> _What to do_
Copy every one of the lines below word for word, leaving the picture out of your copy.

Recorded data

%%

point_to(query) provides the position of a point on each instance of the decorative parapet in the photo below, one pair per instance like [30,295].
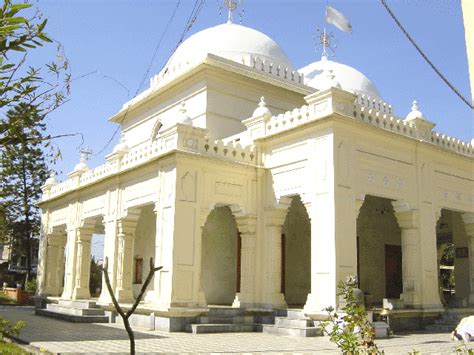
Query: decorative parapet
[179,137]
[255,62]
[359,107]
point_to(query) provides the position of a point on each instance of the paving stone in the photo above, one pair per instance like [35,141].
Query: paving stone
[76,338]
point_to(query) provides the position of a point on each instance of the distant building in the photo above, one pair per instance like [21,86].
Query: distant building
[260,186]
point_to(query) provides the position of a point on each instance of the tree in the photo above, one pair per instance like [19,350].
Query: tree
[28,93]
[23,170]
[45,87]
[126,315]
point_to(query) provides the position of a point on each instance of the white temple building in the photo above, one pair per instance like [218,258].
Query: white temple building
[259,186]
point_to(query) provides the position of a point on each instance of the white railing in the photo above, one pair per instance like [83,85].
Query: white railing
[149,150]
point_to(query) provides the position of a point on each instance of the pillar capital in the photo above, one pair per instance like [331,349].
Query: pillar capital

%%

> _Worked answer_
point_to(query) provides the position of a point on each instance of the decorative parapet in the photo below, one pair per instance like [30,295].
Query: decorative parapet
[179,137]
[255,62]
[359,107]
point_to(query) provides the position of a point on each instance of the paving stone in the photo above, one pair per instance like [35,141].
Query: paving stone
[76,338]
point_to(query) provides the position of a point on each instance of the distant building in the photo above, one pair per instance like [21,86].
Query: distant building
[260,186]
point_to(query) provides the position of a point on each instance of the tree in the photo above, one pair per instance like [19,350].
Query: tree
[28,93]
[23,170]
[45,87]
[126,315]
point_to(query) provides the position of a point on each instance of the white temple building in the photo above, one pair per instance like [218,258].
Query: white temple building
[259,186]
point_to(query) provides the position of a point on each instance of the white railing in the photo above, one pair per instance like [83,85].
Query: white railing
[149,150]
point_to(query) provides the position of a point on each instance of the pillar capital in the photo above, one pair per instance like [331,349].
Query: pillar capital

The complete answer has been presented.